[Records from a data source]
_ _ _ _ _

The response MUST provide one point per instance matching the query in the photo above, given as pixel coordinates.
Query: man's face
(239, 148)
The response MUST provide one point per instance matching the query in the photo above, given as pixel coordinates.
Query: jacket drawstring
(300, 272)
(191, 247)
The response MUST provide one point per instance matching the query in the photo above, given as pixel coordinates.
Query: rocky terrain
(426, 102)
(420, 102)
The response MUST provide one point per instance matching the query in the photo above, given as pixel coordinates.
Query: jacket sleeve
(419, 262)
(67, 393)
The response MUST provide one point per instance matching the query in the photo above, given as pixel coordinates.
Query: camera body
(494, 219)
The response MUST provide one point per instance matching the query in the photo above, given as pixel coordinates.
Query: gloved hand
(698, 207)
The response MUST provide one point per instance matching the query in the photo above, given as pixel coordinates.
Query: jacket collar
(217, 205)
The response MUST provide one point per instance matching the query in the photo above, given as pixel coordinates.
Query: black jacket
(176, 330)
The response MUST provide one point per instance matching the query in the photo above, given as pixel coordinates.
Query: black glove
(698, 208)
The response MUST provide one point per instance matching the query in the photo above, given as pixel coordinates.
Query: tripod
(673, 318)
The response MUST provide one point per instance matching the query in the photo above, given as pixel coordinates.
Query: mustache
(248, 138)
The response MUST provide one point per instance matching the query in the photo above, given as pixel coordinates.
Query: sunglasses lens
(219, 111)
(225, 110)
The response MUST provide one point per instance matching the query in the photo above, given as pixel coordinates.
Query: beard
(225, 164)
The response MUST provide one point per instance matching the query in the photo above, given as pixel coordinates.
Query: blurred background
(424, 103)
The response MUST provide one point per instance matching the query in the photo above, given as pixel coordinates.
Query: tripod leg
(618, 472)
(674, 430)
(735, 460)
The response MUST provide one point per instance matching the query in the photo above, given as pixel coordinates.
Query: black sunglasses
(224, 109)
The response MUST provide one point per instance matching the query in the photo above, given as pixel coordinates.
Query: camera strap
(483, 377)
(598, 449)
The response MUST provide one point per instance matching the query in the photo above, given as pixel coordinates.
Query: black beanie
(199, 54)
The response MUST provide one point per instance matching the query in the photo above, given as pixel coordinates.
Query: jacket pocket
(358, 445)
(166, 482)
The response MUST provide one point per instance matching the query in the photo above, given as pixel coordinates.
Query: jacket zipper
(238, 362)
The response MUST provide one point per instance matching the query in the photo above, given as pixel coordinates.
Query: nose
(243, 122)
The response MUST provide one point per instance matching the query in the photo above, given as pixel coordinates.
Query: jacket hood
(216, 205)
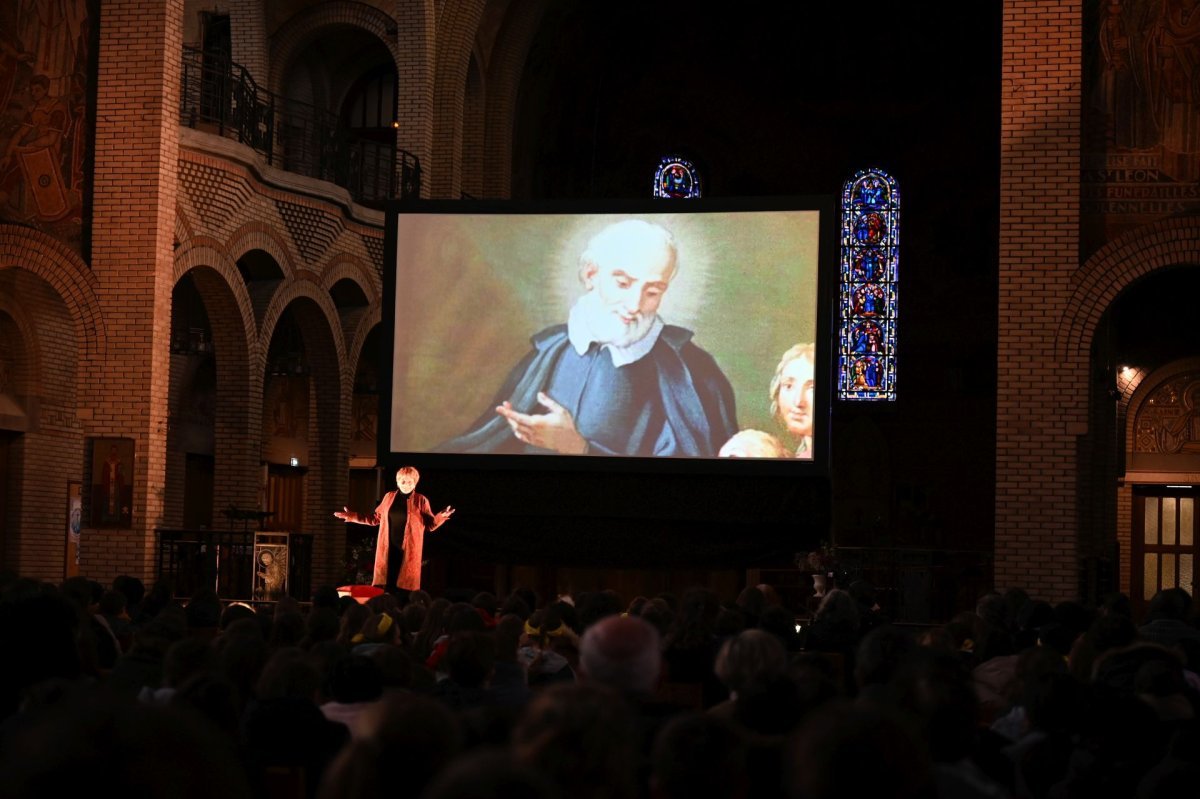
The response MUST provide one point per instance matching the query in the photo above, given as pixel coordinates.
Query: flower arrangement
(823, 559)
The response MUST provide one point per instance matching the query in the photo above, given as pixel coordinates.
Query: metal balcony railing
(220, 95)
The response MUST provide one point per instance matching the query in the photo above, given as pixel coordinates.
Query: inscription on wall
(1141, 114)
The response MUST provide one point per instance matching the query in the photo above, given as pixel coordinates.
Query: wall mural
(1169, 421)
(46, 48)
(1141, 113)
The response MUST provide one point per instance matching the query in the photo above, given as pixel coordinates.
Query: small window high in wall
(676, 179)
(870, 256)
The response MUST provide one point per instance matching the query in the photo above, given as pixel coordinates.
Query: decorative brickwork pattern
(217, 198)
(311, 230)
(373, 245)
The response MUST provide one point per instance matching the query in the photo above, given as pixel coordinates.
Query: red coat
(419, 522)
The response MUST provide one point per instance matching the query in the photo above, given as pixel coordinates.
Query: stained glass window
(676, 179)
(870, 239)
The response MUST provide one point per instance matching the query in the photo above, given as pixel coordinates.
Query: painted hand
(552, 431)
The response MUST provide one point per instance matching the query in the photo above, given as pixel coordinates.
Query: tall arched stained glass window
(676, 179)
(870, 254)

_ _ _ _ _

Aim:
Output all of the records exactly as they appear above, but not the pictures.

Result of the exercise:
The response MUST provide one point per instance matching the query in the photo above, given as pixel coordinates.
Query: man's face
(239, 148)
The response MUST provide one point per instance matching the query in the photo above, given as pixel coordinates.
Query: jacket drawstring
(300, 272)
(191, 247)
The response MUST provide one point per instance matching the query in the photo above, given as pixel coordinates.
Query: rocky terrain
(426, 102)
(420, 102)
The response MUST provide one point per instance matching the query in the photo above, given as pixel coordinates.
Query: jacket sleeve
(419, 262)
(67, 393)
The response MUST provide one point per instance matching the query in the photo above, given as pixel coordinates.
Query: camera body
(494, 219)
The response MUST provide one point per instance matching the query in the photo above, given as pixel coordinates.
Query: gloved hand
(698, 207)
The response MUST provide one point per instance matching the query in the photo above, given as pixel coordinates.
Query: jacket collar
(217, 205)
The response MUST provide one point per instance matching the query in the photo above, given as pixel coordinates.
Query: black jacket
(176, 330)
The response MUST provide one point per instance matching the query in the photo above, given as pixel coordinates.
Query: black glove
(698, 208)
The response MUST provide one point per instance matching the query in the photo above, given as pixel coordinates.
Query: tripod
(673, 318)
The response MUST provide one point per instance matching the query in the photo above, given as pixel coordinates.
Query: mustache
(248, 138)
The response MUST provide one point per instance matching the query in the photo above, given as pixel coordinates.
Query: sunglasses lens
(219, 111)
(225, 110)
The response MUST provide one point per instance matching the query in the photo above, given as pixel coordinates.
Query: beard
(225, 164)
The response MUST provide one point per instance matching the query in the photo above, given as pixel coordinates.
Query: blurred background
(424, 103)
The response MUST provide one point per instance matching the query in the photo above, given as pixel coordinates.
Query: tripod leg
(618, 472)
(674, 430)
(735, 460)
The response MUST provide one point per instance matching the query in the photo above, given as pixel coordinates.
Query: black sunglasses
(224, 109)
The response MUST provide one point per instance matching the query in the photo above, given as pixel coordinates.
Query: camera strap
(483, 377)
(598, 449)
The response MUST provide one point per instance matching the query in the photo above, given as pixel coordinates.
Query: black beanie
(199, 54)
The response MUST provide one point per instance matching the query in the photo above, given as pixel coordinates.
Query: jacket pocket
(358, 445)
(166, 482)
The response MUST provide one point per instance matching the query in the photo above, given as pixel coordinates.
Query: jacket zipper
(238, 362)
The response MUST provide one point per instance matching the query in the photo above, given as pixel coordinates.
Query: nose
(243, 122)
The response MUST provide one point per instance matching the query in the photo above, given as pixel coordinates.
Query: jacket hood
(216, 205)
The response MUST provide one point per instance matching the query in the photo above, given as pixel coordinates.
Query: flower arrangement
(823, 559)
The response MUST provide one point per instance matching the query in the photo above, given as pixel coordinates.
Query: metal balcony railing
(220, 95)
The response MUST provide one point per instance matching the query in the photo above, given as pixel coordinates.
Query: inscription on wall
(1141, 114)
The response MUST provide one point per instance matching the query in the photo above, given as pixel coordinates.
Query: wall mural
(1169, 421)
(46, 48)
(1141, 113)
The response MUST provide one point per instance matching the query in the photo above, given as pixel coordinates.
Query: small window high in wall
(676, 179)
(870, 256)
The response MUST provide one point per instance matching the query in the photo above, given as pixel coordinates.
Query: decorative brickwork pattern
(217, 198)
(311, 230)
(373, 245)
The response MUST provide one point per instance matching the query in the photo above, given as pixel coordinates.
Query: red coat
(419, 522)
The response MUST provide one point per instance matching the query in the photo above, given as pixel coordinates.
Query: stained glass window
(676, 179)
(870, 239)
The response MUST provide one point per instance matching the query in the photo above, given as pixel coordinates.
Query: painted hand
(552, 431)
The response MUST provide one point per instance matching the query in the photo above, given as pixel coordinates.
Query: tall arched stained glass window
(676, 179)
(870, 254)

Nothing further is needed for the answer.